**Task requirements**
• 1. List every person named in the article about migrant labor in Queenstown, along with the title or role it gives each one.
• 2. According to the article about migrant labor in Queenstown, how many bars and restaurants does Tracy Pool oversee?

Migrant tap turn-off ‘concerning’


Queenstown Inc fears the government’s first’ immigration policy, announced this week, will starve the resort of desperately-needed migrant labour a government spokesman has moved to allay those concerns.

Local accommodation and hospo operators have long relied on foreign workers to fill the majority of positions in hotels, restaurants and the like.

And many are struggling to get staff right now with closed borders preventing the usual flow of workers from overseas.

Mayor Jim Boult, speaking in Melbourne yesterday while on a Destination Queenstown roadshow, says: “I understand the government’s initiative, and everybody is in favour of Kiwis getting jobs.

“However, the very harsh reality is those hoteliers who have been making comments are correct.

“Unfortunately, Kiwis generally aren’t taking those sorts of jobs, and the reality is the industry needs those migrant workers.

“And I’m very fearful of a future without migrant workers, because we won’t have enough staff, and that could lead to lower standards of service.

“I think it’s a major issue facing the district, and I intend taking it up with the government when I get back.”

Hilton general manager Chris Ehmann says every country in the world has migrant labour.

“If you’re living a long time in a developed country, there’s certain positions you don’t really want to do any more.

“You don’t want to do shift work, you don’t want to work in the weekends. It’s not necessarily to do with pay.”

Ehmann says he’s talked to hoteliers who won’t be able to open all their rooms if they can’t get staff.

Republic Hospitality general manager Tracy Pool, who oversees 10 bars and restaurants, says Queenstown couldn’t have had its pre-Covid tourism boom without migrant workers.

She believes the government feels her industry would attract more Kiwis if it paid staff more, “but it’s not about wages, Kiwis just don’t want to do the job”.

She says almost all her company’s staff are paid more than the minimum wage.

“We also have incentives, we give free food, we’ve really bent over backwards to retain them.”

Pool questions whether Kiwis would come to Queenstown to wash dishes.

“It’s not an aspirational job but somebody’s got to do it.

“But you can’t pay someone $25 or $30 [an hour] to clean the dishes, what are you paying the skilled person who’s a chef or a maitre d’?”

At that rate they’d be charging $30 for a burger, she suggests.

Pool points out that not infrequently, a migrant worker will start with a lowly job then, through on-the-job training, work their way up “and eventually get skilled enough they can apply for their residency”.

The prospect of the migrant-worker tap being turned off is “extremely concerning”.

However, a spokesman for Immigration Minister Kris Faafoi says “nobody’s saying the future won’t have migrant employees in it”, referring Mountain Scene to Monday’s speech.

Standing in for Faafoi, Tourism Minister and Economic and Regional Development Minister Stuart Nash said: “Let me be clear, there will still be the need for migrant workers where there are no Kiwis to fill jobs.”

The spokesman says: “It’s not saying migrant workers won’t be an option, it’s just saying where we can, we’re looking to shift the balance and open up opportunities for New Zealanders.

“Now, where sectors can say, ‘look, this is what we’re doing to attract New Zealanders in to jobs and it’s just not working’, it’s reasonable to expect there will be allowances made.”

● Faafoi’s spokesman confirms his office has now received mayor Jim Boult’s invitation for him to visit Queenstown after the mayor re-sent an earlier invite that was apparently lost in the mail.

**Saved entries**
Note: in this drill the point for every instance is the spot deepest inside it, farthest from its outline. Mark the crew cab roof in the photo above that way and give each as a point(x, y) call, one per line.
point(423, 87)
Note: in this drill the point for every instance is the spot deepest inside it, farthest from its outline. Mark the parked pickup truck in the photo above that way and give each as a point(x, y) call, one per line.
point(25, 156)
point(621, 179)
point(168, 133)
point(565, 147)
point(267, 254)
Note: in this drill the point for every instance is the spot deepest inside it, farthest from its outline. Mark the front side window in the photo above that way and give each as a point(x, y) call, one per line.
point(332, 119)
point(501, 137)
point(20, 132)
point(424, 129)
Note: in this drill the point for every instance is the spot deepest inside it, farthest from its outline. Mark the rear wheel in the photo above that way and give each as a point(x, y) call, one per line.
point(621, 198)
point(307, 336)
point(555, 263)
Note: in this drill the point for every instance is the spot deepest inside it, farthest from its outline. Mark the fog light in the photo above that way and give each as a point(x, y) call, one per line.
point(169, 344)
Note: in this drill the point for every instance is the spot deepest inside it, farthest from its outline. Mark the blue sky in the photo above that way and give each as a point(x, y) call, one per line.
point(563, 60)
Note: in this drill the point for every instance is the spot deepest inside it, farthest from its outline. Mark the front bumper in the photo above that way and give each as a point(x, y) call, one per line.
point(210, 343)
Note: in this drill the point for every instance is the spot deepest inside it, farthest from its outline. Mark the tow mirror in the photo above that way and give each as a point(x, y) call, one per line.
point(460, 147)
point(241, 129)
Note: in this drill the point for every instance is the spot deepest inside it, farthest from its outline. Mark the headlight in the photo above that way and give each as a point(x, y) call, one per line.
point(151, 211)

...

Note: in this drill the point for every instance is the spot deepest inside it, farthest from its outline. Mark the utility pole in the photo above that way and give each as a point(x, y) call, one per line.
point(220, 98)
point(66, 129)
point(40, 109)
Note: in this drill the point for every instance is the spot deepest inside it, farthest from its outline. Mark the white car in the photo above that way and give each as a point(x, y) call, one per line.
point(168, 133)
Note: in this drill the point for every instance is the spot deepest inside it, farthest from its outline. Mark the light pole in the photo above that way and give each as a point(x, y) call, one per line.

**Task-by-task answers**
• 1.
- Jim Boult: Mayor
- Chris Ehmann: Hilton general manager
- Tracy Pool: Republic Hospitality general manager
- Kris Faafoi: Immigration Minister
- Stuart Nash: Tourism Minister and Economic and Regional Development Minister

• 2. She oversees 10 bars and restaurants.